This article describes an alternative dose-measurement method of analyzing ultra-low energy (ULE) ion implantation. The new technique, which entails the spatial and temporal separation of sampling and ionization by using two powerful plasma sources, results in more efficient ionization and more quantitative measurements with reduced matrix effects.
As seen from the International Technology Roadmap for Semiconductors (ITRS) , the source/drain junction depth is being reduced each year in order to continue MOS transistor scaling. This year, leading-edge foundries and integrated device manufacturers (IDMs) are scheduled to move 65nm processes into pre-production, while simultaneously developing 45nm processes in R&D. In designing and manufacturing such VLSI devices, the junction depth needs to be kept below 50nm, and doping concentrations in the channel must be high and accurate. To obtain an ultra shallow junction (USJ), the most fundamental trend in ion implantation today is to move implant energies lower so that possible surface damage and channeling can be minimized . This trend makes the determination of USJ depths and implant doses increasingly difficult.
Determination of implant dose is critical for enabling foundries and IDMs to examine dose retention during implantation and annealing processes, as well as to calibrate and correlate ion implanters used in different processes within different fabs. Commonly, SIMS is used to determine implant doses, where accuracy is strongly dependent on its depth profiling capability, depth resolution, consistency of ion yield and sputtering rate, and compatibility of the reference standards.
As implantation energy decreases and the critical depth for analysis gets down to tenths of a nanometer or shallower, depth resolution provided by SIMS is gradually becoming marginal relative to the analysis depth, and exact matrix-matched standards are difficult to find. Additionally, many effects that are insignificant to the dose measurement by SIMS when profiling deeper implants, have now become profound. For example, near surface equilibrium phenomenon in the transient region (within the first few nanometers from the surface at least) and ion yield variations associated with native oxide present on wafer surfaces can now all affect the accuracy of the dose measurements by SIMS.
The Saris LA ICP-MS (laser ablation inductively coupled plasma-mass spectrometry) technique we evaluated (Fig. 1) has been applied in the semiconductor, electronics, and disk drive industries [3-4]. When it is used for total implant dose confirmation, its measurement approach is not based on depth profiling, thus its dose data reliability is no longer dependent on depth resolution. The reduction in implantation energy and junction depth has little or no negative effect on its dose measurement capability. In fact, ULE implants make the analysis using this technique even less challenging because laser sampling does not have to penetrate very deep, and the ICP-MS signal for the same implant at a given dose is more intense because of less signal dilution by silicon.

▶ **STATED TASK 1**:
Count the lines in the entries that contain the word "every", and give only that number.
The article and the entries come from unrelated sources.

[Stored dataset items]

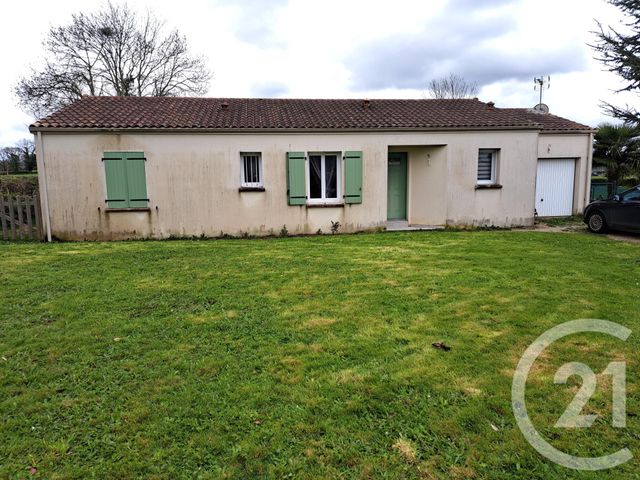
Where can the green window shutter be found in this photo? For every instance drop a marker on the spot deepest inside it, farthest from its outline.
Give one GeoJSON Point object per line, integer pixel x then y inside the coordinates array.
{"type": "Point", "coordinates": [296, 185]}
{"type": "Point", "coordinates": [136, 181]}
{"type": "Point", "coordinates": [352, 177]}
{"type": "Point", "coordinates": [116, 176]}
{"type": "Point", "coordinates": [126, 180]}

==

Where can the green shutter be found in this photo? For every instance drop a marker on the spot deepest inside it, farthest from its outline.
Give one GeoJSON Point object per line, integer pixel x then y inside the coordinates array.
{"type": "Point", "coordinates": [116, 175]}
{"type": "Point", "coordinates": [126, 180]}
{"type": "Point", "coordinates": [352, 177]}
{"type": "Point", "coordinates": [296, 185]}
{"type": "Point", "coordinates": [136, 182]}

▶ **STATED TASK 2**:
According to the article on ultra-low energy implant dose measurement, what junction depth must be maintained when designing and manufacturing VLSI devices?

▶ **SOLUTION 1**:
2

▶ **SOLUTION 2**:
The junction depth must be kept below 50nm.